Render every entry verbatim.

***** Data listing *****

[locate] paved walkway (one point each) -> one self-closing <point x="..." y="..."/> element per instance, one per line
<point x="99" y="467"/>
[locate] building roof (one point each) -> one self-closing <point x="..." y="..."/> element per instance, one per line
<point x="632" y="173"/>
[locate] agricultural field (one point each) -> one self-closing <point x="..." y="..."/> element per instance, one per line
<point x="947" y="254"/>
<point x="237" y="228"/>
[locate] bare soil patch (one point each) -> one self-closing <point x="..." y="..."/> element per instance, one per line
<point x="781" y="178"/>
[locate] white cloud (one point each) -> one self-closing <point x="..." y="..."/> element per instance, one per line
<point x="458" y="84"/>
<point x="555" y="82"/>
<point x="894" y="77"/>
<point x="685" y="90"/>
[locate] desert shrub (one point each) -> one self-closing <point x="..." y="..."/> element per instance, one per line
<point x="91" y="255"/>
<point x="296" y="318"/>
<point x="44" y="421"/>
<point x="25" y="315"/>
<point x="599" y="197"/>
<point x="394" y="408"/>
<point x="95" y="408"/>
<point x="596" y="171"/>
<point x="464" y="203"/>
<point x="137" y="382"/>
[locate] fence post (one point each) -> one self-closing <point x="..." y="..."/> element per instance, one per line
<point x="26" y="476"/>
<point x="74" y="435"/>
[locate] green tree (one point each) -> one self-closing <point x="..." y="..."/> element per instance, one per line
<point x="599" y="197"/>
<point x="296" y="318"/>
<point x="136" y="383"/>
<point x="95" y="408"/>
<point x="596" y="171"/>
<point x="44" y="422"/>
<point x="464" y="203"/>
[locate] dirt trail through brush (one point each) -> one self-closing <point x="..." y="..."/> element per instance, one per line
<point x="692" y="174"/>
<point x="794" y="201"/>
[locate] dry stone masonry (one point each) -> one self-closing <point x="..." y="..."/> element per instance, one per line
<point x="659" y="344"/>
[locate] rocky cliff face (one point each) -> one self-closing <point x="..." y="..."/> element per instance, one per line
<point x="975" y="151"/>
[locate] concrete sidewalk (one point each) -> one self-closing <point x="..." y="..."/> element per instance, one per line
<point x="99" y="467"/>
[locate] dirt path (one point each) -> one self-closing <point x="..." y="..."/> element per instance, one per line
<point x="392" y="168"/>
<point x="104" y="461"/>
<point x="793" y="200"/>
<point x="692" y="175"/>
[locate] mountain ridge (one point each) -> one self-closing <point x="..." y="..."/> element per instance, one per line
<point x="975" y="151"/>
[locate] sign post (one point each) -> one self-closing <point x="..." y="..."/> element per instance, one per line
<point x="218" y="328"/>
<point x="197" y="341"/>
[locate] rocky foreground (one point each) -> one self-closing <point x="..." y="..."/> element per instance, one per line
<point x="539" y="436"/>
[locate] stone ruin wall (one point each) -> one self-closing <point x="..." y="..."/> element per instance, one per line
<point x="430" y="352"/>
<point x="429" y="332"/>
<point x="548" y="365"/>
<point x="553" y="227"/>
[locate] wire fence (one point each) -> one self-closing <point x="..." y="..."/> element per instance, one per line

*****

● Output below
[locate] paved walkway (one point each) -> one self-closing <point x="..." y="..."/> element per instance, one per line
<point x="99" y="467"/>
[locate] building roof (one point each) -> one self-closing <point x="..." y="..."/> element per instance, one per line
<point x="632" y="173"/>
[locate] agricultural field (one point each) -> one self-closing <point x="..." y="..."/> element per instance, one per line
<point x="947" y="254"/>
<point x="237" y="228"/>
[locate] bare soil patch (one point each) -> one self-closing <point x="..." y="..."/> element per instance, one per line
<point x="781" y="178"/>
[locate] white cloud (one point each) -> one self-closing <point x="..." y="..."/> element per instance, one per line
<point x="458" y="84"/>
<point x="555" y="82"/>
<point x="894" y="77"/>
<point x="685" y="90"/>
[locate] desert shrub (one point each) -> one self-closing <point x="..." y="..."/> element per instance, one per line
<point x="91" y="255"/>
<point x="296" y="318"/>
<point x="44" y="421"/>
<point x="25" y="315"/>
<point x="599" y="197"/>
<point x="394" y="408"/>
<point x="95" y="408"/>
<point x="596" y="171"/>
<point x="464" y="203"/>
<point x="137" y="382"/>
[locate] fence post (one point each) -> one self-closing <point x="..." y="..."/> element per instance, one per line
<point x="26" y="476"/>
<point x="74" y="435"/>
[locate] green tree (one point each) -> one self-closing <point x="..." y="..."/> element per instance, one per line
<point x="599" y="197"/>
<point x="296" y="318"/>
<point x="136" y="383"/>
<point x="95" y="408"/>
<point x="596" y="171"/>
<point x="44" y="422"/>
<point x="464" y="203"/>
[locate] dirt trail through brush (one point each) -> one self-closing <point x="..." y="..."/> element per instance, one per line
<point x="692" y="174"/>
<point x="794" y="201"/>
[locate] dry stone masonry (one point each) -> one self-closing <point x="..." y="..."/> element per instance, one per line
<point x="659" y="344"/>
[locate] rocky cliff face (one point each) -> one self-closing <point x="..." y="..."/> element per instance, one per line
<point x="975" y="151"/>
[locate] concrete sidewalk (one point each) -> one self-closing <point x="..." y="..."/> element per instance, one per line
<point x="99" y="467"/>
[locate] dirt path (one point each) -> one self-closing <point x="..." y="..."/> element per instance, one per line
<point x="392" y="168"/>
<point x="104" y="461"/>
<point x="793" y="200"/>
<point x="692" y="175"/>
[locate] mountain ridge (one point each) -> one self-closing <point x="..." y="..."/> element per instance, one per line
<point x="975" y="151"/>
[locate] sign post (one point each) -> one self-closing <point x="..." y="..."/> element per instance, one per line
<point x="218" y="328"/>
<point x="197" y="341"/>
[locate] rocky foreground (one point each) -> one self-closing <point x="..." y="..."/> element per instance, one per line
<point x="539" y="436"/>
[locate] stone ruin wall (one point each) -> one self-closing <point x="..." y="..."/> element per instance, one per line
<point x="430" y="352"/>
<point x="429" y="332"/>
<point x="548" y="365"/>
<point x="553" y="227"/>
[locate] wire fence (one point each) -> one self-closing <point x="..." y="..."/> element per instance, one per line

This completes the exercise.